** Start MATERIAL FOR THIS EXERCISE **

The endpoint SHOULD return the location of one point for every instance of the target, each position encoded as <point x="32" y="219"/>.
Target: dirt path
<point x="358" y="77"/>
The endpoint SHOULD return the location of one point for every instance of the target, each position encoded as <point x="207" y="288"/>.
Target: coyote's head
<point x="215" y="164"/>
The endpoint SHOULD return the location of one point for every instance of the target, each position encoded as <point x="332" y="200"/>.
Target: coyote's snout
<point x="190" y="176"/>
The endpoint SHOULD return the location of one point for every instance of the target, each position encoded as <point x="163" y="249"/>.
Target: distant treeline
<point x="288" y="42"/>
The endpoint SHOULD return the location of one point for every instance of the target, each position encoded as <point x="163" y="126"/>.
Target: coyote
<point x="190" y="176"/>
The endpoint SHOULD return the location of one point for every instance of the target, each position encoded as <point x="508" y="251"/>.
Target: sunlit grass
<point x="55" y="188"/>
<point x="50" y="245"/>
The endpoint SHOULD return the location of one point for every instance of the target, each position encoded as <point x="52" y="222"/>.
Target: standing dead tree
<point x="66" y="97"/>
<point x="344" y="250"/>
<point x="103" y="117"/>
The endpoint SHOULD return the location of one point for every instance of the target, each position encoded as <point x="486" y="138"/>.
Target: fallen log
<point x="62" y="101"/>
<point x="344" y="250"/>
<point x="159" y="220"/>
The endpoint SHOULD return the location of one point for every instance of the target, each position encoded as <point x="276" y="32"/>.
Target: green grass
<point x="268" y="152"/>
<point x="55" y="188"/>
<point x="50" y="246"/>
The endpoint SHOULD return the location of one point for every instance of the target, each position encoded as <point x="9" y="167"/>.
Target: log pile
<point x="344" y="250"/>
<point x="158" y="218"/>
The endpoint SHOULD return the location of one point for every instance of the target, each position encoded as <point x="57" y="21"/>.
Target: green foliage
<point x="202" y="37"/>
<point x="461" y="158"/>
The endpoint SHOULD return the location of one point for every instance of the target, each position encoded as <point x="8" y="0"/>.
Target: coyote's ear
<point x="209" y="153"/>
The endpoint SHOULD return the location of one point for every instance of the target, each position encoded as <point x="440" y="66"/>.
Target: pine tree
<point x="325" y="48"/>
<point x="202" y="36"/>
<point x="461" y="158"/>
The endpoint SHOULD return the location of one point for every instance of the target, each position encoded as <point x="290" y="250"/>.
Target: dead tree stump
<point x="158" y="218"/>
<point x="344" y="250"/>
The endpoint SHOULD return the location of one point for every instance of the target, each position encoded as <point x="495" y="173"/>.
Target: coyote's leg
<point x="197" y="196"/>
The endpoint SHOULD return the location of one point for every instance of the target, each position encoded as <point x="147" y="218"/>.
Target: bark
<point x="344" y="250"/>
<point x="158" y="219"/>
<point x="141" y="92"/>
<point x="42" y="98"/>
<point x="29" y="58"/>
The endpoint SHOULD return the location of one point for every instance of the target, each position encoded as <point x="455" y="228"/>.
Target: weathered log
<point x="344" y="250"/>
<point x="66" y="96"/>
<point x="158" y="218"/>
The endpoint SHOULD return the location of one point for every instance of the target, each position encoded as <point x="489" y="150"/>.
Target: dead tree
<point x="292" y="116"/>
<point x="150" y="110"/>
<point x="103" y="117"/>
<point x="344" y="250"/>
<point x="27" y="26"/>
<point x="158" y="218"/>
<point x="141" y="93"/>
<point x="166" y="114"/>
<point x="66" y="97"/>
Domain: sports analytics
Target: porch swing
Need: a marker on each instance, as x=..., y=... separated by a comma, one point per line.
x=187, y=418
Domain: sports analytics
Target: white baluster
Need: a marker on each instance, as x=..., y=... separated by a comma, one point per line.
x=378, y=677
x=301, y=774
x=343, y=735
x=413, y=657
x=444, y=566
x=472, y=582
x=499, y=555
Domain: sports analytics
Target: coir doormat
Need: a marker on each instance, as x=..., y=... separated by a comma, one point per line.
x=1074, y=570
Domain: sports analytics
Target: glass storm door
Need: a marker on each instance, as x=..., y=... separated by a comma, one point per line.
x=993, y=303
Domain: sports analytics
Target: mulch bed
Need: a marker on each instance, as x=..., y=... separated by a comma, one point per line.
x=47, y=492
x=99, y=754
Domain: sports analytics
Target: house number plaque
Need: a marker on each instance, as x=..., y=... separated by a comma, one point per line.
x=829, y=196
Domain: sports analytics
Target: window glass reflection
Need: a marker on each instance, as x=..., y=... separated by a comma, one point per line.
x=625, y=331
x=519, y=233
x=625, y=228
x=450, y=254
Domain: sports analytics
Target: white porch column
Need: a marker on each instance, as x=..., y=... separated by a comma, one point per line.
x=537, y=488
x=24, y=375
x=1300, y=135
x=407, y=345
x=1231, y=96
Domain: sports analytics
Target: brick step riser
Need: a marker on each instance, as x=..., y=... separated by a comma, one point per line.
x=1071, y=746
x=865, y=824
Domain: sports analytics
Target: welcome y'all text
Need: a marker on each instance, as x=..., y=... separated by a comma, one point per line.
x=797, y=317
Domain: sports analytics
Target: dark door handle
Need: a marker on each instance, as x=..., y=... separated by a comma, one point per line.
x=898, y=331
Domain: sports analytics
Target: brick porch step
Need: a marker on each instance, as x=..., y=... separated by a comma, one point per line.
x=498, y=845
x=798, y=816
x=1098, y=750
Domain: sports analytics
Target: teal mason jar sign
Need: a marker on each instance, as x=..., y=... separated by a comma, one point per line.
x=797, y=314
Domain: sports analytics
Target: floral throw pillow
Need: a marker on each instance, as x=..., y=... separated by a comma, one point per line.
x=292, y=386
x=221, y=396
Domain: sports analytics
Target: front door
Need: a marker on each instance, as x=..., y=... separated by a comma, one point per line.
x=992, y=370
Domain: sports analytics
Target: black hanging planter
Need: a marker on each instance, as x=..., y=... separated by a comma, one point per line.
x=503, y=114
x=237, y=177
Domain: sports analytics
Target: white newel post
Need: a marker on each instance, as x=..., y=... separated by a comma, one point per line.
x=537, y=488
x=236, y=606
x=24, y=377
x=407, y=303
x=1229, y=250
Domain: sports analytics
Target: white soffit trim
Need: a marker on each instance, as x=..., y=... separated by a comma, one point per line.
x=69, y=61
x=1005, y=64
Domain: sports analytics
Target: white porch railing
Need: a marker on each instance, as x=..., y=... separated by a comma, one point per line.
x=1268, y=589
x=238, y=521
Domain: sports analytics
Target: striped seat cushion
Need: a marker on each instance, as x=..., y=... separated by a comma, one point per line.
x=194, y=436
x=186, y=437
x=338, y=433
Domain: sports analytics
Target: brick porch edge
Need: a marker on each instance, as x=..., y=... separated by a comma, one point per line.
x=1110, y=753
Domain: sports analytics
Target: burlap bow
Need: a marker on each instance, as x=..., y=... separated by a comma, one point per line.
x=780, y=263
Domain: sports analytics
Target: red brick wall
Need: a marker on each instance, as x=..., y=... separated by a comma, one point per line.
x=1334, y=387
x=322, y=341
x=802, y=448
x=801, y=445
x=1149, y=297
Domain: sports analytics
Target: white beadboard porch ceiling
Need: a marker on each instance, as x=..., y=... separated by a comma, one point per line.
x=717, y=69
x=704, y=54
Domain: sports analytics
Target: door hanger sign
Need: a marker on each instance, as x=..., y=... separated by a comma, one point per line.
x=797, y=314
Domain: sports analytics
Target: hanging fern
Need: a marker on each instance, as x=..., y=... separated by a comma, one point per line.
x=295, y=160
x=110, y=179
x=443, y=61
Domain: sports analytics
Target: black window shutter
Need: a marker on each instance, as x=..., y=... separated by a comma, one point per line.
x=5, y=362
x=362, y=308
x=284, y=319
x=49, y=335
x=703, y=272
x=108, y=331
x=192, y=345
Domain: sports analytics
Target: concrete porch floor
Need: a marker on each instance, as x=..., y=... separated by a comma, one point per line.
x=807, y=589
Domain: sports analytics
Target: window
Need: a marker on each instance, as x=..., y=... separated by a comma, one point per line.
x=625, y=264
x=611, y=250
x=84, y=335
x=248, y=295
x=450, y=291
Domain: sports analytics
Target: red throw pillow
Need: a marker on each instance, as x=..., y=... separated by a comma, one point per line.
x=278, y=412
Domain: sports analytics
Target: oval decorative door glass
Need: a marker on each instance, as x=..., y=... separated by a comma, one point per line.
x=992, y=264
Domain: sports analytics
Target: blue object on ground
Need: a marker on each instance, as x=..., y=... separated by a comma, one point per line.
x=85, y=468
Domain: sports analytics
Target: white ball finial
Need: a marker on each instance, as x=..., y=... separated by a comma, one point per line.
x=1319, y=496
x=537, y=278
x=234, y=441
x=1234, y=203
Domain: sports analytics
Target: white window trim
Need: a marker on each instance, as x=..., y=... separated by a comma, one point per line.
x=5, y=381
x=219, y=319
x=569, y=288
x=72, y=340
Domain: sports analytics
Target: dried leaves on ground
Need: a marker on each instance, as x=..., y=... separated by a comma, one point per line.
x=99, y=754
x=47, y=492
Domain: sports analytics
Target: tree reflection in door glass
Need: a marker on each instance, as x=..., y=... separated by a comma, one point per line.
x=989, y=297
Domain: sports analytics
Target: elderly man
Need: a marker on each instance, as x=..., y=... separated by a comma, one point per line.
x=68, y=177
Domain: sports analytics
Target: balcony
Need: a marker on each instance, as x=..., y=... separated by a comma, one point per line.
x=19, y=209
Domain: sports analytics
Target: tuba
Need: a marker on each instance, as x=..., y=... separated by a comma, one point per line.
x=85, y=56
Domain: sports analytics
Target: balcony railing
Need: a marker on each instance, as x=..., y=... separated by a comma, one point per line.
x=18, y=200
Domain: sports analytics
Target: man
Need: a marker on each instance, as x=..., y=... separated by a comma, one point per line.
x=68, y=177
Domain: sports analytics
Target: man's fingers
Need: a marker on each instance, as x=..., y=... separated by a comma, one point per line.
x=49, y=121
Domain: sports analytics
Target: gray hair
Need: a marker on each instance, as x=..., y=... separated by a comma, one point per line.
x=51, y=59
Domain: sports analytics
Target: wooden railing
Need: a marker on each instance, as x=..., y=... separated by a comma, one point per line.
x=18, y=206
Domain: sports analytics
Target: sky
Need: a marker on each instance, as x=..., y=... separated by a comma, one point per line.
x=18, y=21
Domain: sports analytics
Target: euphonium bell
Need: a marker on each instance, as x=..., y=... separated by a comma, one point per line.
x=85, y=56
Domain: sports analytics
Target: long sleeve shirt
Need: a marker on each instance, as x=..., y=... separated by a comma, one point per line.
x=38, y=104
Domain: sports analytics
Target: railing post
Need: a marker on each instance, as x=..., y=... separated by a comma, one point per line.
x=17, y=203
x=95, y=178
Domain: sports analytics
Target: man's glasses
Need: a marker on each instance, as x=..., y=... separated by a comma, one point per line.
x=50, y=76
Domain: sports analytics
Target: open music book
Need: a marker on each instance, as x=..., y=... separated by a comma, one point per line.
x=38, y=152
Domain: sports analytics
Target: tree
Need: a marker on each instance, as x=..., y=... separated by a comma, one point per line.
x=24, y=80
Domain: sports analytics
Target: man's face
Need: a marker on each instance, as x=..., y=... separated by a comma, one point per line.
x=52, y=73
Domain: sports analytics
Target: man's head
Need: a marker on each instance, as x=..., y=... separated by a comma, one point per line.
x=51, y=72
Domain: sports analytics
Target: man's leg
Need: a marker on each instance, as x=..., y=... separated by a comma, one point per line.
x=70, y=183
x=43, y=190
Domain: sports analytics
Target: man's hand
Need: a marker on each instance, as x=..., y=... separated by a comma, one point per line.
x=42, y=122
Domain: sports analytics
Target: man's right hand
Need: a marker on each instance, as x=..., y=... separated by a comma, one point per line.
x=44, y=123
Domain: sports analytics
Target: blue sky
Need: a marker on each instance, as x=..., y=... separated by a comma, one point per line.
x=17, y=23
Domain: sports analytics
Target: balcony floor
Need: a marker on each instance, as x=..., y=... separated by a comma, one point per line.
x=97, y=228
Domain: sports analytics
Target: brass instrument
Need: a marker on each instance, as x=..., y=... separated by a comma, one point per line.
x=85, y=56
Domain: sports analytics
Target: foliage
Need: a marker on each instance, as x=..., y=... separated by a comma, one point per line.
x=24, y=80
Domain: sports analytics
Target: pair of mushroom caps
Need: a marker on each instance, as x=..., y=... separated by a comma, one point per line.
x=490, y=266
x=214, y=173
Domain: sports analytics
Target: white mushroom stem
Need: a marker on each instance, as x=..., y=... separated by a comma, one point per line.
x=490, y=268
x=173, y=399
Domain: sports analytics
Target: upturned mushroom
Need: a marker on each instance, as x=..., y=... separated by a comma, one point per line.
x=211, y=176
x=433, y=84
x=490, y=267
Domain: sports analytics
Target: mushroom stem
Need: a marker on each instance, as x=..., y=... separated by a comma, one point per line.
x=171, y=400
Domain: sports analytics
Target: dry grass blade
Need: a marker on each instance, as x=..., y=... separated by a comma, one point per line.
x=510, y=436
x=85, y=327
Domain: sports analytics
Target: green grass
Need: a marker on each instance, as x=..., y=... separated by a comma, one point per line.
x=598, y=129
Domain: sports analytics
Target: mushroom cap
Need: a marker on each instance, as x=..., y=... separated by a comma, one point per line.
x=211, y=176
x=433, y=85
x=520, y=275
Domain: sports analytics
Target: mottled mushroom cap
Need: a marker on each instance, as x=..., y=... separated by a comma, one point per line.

** End MATERIAL FOR THIS EXERCISE **

**TO BE DONE:** Which lines in the rows above contain the word "ground"? Pull out each of those lines in full.

**FINISHED EXERCISE:**
Target: blue object on ground
Target: dried leaves on ground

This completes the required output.